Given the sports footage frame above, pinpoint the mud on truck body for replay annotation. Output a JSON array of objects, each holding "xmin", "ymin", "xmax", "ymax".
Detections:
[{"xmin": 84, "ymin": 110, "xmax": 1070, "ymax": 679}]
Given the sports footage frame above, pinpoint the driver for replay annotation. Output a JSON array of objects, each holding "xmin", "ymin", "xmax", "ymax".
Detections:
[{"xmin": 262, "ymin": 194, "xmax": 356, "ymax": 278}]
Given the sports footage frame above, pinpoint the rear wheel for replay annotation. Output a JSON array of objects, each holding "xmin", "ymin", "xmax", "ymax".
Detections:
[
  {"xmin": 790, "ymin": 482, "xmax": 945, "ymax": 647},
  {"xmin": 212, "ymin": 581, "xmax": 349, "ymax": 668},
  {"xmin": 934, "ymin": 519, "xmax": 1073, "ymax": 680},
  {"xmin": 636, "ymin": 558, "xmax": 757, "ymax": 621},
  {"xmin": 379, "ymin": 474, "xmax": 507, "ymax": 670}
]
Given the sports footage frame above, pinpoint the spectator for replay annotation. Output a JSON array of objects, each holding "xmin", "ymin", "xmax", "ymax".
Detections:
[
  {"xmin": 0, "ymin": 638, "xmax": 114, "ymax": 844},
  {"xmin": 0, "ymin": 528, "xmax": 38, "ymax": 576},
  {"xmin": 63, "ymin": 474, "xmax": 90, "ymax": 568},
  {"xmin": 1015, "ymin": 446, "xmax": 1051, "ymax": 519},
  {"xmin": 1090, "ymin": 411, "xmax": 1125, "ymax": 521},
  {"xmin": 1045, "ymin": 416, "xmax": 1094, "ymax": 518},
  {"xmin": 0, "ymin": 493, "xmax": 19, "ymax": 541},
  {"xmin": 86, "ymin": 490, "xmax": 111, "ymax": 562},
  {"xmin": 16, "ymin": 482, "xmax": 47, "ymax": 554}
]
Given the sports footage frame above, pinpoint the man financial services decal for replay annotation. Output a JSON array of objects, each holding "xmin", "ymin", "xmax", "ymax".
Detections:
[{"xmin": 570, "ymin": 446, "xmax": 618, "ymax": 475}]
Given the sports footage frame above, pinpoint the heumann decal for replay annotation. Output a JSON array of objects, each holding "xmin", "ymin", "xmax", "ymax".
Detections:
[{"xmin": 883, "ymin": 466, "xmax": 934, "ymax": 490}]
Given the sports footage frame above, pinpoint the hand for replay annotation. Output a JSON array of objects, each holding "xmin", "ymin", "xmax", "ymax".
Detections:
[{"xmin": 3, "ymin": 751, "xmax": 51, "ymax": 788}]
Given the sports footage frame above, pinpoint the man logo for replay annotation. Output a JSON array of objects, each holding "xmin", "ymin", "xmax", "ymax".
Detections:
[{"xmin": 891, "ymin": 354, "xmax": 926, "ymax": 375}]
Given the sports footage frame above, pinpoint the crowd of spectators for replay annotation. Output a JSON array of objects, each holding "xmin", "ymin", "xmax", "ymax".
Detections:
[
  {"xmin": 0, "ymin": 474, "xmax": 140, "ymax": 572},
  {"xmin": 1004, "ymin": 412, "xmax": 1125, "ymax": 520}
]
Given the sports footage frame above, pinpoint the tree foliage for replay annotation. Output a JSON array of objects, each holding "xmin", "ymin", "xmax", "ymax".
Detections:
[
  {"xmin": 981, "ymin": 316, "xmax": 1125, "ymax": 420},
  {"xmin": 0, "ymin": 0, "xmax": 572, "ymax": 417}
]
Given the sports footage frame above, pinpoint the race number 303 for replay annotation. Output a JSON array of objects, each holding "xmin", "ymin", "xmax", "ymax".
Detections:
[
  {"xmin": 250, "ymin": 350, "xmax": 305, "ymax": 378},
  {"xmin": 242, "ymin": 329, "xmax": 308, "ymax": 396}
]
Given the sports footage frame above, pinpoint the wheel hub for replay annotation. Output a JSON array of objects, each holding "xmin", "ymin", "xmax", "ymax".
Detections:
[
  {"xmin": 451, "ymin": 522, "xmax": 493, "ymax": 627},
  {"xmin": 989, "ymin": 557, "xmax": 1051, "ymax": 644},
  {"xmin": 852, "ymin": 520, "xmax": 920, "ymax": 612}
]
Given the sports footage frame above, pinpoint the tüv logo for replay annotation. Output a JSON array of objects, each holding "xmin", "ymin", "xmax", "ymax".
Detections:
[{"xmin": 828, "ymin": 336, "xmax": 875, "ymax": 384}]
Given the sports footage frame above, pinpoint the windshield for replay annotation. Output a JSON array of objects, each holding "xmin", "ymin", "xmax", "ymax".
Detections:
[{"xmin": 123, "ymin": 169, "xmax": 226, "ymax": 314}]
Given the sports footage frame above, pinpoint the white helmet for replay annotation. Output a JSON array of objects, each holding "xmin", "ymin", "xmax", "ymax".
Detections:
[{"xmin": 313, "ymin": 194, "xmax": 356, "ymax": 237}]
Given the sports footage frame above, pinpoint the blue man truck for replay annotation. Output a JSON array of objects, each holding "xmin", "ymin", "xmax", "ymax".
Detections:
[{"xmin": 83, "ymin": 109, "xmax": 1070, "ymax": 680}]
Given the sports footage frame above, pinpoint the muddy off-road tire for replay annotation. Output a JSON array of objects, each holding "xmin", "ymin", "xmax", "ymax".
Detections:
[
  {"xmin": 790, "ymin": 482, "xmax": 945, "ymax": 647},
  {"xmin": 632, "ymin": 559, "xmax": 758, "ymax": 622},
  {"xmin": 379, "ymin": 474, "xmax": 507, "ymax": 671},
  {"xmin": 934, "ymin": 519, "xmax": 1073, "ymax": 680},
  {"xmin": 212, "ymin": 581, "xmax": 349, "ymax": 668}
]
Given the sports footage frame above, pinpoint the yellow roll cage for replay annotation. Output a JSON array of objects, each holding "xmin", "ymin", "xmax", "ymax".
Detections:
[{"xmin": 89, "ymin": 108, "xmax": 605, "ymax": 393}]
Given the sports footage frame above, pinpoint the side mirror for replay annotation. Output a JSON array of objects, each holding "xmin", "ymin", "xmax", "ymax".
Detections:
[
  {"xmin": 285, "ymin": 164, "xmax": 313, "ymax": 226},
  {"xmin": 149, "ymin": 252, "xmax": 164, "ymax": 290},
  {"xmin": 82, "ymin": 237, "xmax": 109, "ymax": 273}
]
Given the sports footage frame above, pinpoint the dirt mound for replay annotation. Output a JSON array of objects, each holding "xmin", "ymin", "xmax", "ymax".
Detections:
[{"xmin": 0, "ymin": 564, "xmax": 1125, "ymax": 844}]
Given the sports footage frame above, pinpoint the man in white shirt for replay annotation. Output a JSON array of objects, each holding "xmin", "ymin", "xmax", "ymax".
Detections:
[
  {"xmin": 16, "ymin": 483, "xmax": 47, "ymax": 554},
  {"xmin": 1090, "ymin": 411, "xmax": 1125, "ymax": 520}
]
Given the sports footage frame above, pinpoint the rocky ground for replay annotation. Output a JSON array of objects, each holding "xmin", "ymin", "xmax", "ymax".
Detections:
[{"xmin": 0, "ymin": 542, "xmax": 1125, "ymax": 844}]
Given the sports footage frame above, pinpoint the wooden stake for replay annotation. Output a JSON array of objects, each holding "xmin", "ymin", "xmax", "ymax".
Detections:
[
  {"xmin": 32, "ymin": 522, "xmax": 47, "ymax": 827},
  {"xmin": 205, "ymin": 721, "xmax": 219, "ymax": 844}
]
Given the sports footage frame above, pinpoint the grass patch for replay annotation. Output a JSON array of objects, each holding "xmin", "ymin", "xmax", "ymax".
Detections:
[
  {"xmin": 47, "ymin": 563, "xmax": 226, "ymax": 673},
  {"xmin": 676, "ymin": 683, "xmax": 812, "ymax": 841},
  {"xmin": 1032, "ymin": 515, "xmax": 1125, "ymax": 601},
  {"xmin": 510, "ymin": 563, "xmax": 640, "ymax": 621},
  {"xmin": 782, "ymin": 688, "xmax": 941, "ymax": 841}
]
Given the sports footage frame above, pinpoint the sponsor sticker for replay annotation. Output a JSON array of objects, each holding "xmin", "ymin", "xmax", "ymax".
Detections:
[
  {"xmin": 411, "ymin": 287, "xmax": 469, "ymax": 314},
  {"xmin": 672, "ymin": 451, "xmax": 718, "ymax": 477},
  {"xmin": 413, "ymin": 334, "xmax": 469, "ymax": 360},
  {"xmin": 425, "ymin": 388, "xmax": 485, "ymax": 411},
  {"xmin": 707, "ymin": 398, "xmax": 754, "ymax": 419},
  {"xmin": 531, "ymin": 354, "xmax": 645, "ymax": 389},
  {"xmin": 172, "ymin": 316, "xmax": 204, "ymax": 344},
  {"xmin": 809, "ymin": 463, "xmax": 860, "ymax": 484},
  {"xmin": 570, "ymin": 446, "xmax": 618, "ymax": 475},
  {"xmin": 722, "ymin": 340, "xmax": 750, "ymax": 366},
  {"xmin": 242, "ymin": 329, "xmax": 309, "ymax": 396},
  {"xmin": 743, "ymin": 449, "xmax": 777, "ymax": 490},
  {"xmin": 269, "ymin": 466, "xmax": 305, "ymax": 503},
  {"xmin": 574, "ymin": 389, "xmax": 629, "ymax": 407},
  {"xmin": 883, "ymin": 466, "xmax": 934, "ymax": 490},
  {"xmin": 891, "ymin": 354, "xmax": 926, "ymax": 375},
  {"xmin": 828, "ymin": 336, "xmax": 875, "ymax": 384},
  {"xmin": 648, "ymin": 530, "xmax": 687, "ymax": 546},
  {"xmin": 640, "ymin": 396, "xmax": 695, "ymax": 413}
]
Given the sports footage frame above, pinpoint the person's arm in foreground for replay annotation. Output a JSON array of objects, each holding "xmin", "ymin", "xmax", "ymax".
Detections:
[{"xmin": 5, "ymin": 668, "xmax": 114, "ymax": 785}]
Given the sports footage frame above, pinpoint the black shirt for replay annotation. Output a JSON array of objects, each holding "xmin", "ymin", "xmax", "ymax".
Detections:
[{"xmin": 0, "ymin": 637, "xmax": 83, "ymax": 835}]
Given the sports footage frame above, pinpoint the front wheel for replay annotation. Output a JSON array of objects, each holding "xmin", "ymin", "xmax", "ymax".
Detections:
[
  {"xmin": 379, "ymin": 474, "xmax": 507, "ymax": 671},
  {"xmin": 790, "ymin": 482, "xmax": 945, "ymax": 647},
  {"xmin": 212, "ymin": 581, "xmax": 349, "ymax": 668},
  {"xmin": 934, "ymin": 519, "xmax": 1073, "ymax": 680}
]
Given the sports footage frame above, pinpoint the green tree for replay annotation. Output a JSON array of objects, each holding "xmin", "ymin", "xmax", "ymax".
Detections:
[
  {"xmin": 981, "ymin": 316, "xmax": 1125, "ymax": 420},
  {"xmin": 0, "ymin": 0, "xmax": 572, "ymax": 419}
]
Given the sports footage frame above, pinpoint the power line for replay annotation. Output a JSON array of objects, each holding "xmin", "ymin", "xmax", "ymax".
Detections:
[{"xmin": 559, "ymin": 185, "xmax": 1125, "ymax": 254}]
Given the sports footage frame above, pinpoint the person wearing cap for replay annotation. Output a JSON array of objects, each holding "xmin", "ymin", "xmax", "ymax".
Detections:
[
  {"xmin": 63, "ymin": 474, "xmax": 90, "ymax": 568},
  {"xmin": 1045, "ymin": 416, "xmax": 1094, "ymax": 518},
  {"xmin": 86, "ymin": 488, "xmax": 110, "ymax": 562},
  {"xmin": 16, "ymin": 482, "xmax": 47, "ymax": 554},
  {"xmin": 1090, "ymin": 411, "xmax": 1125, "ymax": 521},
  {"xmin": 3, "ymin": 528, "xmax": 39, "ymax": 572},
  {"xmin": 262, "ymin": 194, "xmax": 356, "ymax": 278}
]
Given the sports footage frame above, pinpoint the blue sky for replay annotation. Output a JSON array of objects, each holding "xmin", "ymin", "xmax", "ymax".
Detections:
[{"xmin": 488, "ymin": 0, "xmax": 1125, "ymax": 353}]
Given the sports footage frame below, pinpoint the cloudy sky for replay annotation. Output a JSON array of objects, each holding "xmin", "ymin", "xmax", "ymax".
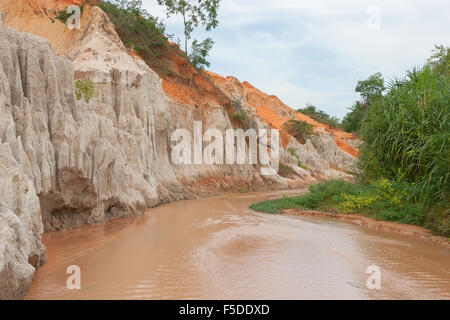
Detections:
[{"xmin": 143, "ymin": 0, "xmax": 450, "ymax": 117}]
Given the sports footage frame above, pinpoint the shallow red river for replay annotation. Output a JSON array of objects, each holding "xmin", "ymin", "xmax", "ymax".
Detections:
[{"xmin": 26, "ymin": 192, "xmax": 450, "ymax": 299}]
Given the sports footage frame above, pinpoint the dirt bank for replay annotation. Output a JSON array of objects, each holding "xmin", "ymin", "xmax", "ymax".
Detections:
[{"xmin": 284, "ymin": 209, "xmax": 450, "ymax": 248}]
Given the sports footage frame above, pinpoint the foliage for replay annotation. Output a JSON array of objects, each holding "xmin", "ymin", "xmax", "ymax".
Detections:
[
  {"xmin": 75, "ymin": 77, "xmax": 98, "ymax": 103},
  {"xmin": 342, "ymin": 72, "xmax": 386, "ymax": 133},
  {"xmin": 297, "ymin": 105, "xmax": 341, "ymax": 128},
  {"xmin": 158, "ymin": 0, "xmax": 220, "ymax": 55},
  {"xmin": 286, "ymin": 148, "xmax": 309, "ymax": 170},
  {"xmin": 189, "ymin": 38, "xmax": 214, "ymax": 70},
  {"xmin": 355, "ymin": 72, "xmax": 386, "ymax": 105},
  {"xmin": 360, "ymin": 65, "xmax": 450, "ymax": 201},
  {"xmin": 250, "ymin": 179, "xmax": 450, "ymax": 237},
  {"xmin": 342, "ymin": 101, "xmax": 367, "ymax": 133},
  {"xmin": 428, "ymin": 45, "xmax": 450, "ymax": 78},
  {"xmin": 98, "ymin": 0, "xmax": 167, "ymax": 73},
  {"xmin": 283, "ymin": 120, "xmax": 317, "ymax": 144}
]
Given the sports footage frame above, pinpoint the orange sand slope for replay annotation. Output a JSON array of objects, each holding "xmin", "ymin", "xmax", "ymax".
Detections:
[
  {"xmin": 0, "ymin": 0, "xmax": 358, "ymax": 157},
  {"xmin": 207, "ymin": 71, "xmax": 359, "ymax": 157}
]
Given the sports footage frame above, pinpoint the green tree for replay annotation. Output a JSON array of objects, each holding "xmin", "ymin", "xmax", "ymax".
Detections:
[
  {"xmin": 158, "ymin": 0, "xmax": 220, "ymax": 55},
  {"xmin": 189, "ymin": 38, "xmax": 214, "ymax": 70},
  {"xmin": 355, "ymin": 72, "xmax": 386, "ymax": 105},
  {"xmin": 342, "ymin": 101, "xmax": 367, "ymax": 133},
  {"xmin": 342, "ymin": 72, "xmax": 386, "ymax": 133}
]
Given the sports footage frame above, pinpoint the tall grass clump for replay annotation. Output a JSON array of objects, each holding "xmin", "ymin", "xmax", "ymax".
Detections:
[{"xmin": 360, "ymin": 65, "xmax": 450, "ymax": 202}]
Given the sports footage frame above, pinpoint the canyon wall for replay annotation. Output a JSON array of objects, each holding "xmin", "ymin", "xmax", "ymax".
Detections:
[{"xmin": 0, "ymin": 0, "xmax": 355, "ymax": 299}]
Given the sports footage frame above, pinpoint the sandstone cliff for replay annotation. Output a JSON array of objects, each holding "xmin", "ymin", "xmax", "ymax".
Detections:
[{"xmin": 0, "ymin": 0, "xmax": 355, "ymax": 299}]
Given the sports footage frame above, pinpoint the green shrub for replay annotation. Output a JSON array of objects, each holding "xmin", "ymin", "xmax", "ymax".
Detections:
[
  {"xmin": 359, "ymin": 66, "xmax": 450, "ymax": 202},
  {"xmin": 297, "ymin": 105, "xmax": 341, "ymax": 128},
  {"xmin": 250, "ymin": 179, "xmax": 450, "ymax": 237},
  {"xmin": 283, "ymin": 120, "xmax": 317, "ymax": 144},
  {"xmin": 75, "ymin": 77, "xmax": 98, "ymax": 103},
  {"xmin": 97, "ymin": 0, "xmax": 168, "ymax": 73}
]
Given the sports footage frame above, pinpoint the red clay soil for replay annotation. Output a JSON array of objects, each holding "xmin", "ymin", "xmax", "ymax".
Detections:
[
  {"xmin": 208, "ymin": 71, "xmax": 359, "ymax": 157},
  {"xmin": 13, "ymin": 0, "xmax": 358, "ymax": 157}
]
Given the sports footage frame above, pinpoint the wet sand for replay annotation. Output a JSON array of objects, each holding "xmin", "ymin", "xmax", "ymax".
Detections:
[{"xmin": 26, "ymin": 191, "xmax": 450, "ymax": 299}]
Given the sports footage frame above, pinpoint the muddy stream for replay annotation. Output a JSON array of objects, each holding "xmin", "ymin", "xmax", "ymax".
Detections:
[{"xmin": 26, "ymin": 190, "xmax": 450, "ymax": 299}]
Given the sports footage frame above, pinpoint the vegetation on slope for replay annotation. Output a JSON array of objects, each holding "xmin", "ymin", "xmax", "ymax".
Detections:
[
  {"xmin": 297, "ymin": 105, "xmax": 341, "ymax": 129},
  {"xmin": 283, "ymin": 120, "xmax": 316, "ymax": 144},
  {"xmin": 251, "ymin": 46, "xmax": 450, "ymax": 237},
  {"xmin": 97, "ymin": 0, "xmax": 170, "ymax": 74}
]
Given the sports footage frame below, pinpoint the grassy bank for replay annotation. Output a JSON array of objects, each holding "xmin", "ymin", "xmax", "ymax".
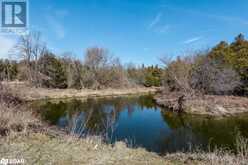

= Work to do =
Output as a JSON list of strings, one string per line, the lines from the one containing "Given the sports footage frame above, pinpoint the vegetation" through the end of the material above, both ends included, with blank lines and pictures left out.

= Reply =
[
  "Given the sports footage frame above, pinpoint the vegetation on slope for replay annotation. Output a JSON array of objects, each holding \"xmin\", \"ymin\", \"xmax\", \"ymax\".",
  "Detections:",
  "[",
  "  {\"xmin\": 297, \"ymin\": 105, \"xmax\": 341, \"ymax\": 129},",
  "  {\"xmin\": 283, \"ymin\": 120, \"xmax\": 316, \"ymax\": 144},",
  "  {\"xmin\": 251, \"ymin\": 46, \"xmax\": 450, \"ymax\": 237},",
  "  {\"xmin\": 97, \"ymin\": 0, \"xmax\": 170, \"ymax\": 74}",
  "]",
  "Given the sports footage frame below, pinpoint the grassy bank for replay annotation. Output a JSON array of objects, each holding \"xmin\", \"ymin\", \"xmax\", \"ymax\"."
]